## EXERCISE INSTRUCTIONS
Update the records from the line containing "Task: indicate the sandy" through the end of the records by changing "sandy dune" to "sand dune" and leaving everything else as it is.

[Pointing and labeling entries]
* START *

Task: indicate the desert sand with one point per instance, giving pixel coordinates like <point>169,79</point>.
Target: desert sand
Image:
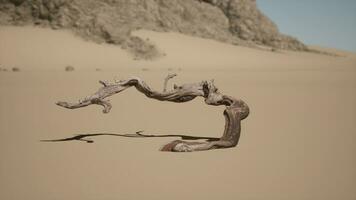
<point>298,142</point>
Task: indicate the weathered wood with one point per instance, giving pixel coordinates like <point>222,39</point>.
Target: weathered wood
<point>236,110</point>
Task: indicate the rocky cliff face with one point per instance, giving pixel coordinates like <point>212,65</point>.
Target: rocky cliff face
<point>233,21</point>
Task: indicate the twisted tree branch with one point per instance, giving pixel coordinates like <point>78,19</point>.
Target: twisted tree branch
<point>236,110</point>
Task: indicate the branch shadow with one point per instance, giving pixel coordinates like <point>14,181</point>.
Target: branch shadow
<point>138,134</point>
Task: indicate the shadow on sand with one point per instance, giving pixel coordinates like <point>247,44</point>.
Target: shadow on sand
<point>138,134</point>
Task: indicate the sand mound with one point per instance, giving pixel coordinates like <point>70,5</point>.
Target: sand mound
<point>233,21</point>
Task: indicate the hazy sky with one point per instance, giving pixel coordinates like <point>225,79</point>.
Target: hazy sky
<point>328,23</point>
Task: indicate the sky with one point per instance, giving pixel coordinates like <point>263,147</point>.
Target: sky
<point>326,23</point>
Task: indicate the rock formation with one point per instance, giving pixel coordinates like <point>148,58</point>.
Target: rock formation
<point>238,22</point>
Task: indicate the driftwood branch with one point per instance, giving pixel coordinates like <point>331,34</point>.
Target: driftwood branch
<point>138,134</point>
<point>236,110</point>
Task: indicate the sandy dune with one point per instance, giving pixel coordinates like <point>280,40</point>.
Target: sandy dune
<point>298,143</point>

* END *

## OUTPUT OF THE TASK
Task: indicate the sand dune with one point per instance, giving pixel coordinates like <point>280,40</point>.
Target: sand dune
<point>298,143</point>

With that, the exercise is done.